Goal:
Reproduce every one of the entries below line for line, leaving out the pictures.
## begin Data supplied
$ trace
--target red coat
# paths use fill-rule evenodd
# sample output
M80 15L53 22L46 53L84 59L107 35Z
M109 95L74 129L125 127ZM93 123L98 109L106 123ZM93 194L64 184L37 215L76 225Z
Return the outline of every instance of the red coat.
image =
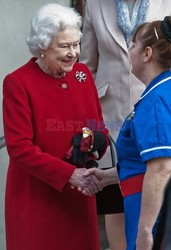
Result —
M3 94L7 250L99 250L95 197L71 189L65 160L86 120L102 121L90 71L76 63L56 79L33 58L5 78Z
## end Data supplied
Finished exercise:
$ trace
--target red coat
# paths use fill-rule evenodd
# sample output
M80 15L53 22L46 53L84 59L107 35Z
M109 95L74 129L125 127ZM93 123L98 109L106 123ZM93 194L64 184L37 215L76 225Z
Return the outline of every instance of the red coat.
image =
Result —
M3 94L7 250L99 250L95 197L71 189L65 160L86 120L102 121L90 71L76 63L56 79L33 58L5 78Z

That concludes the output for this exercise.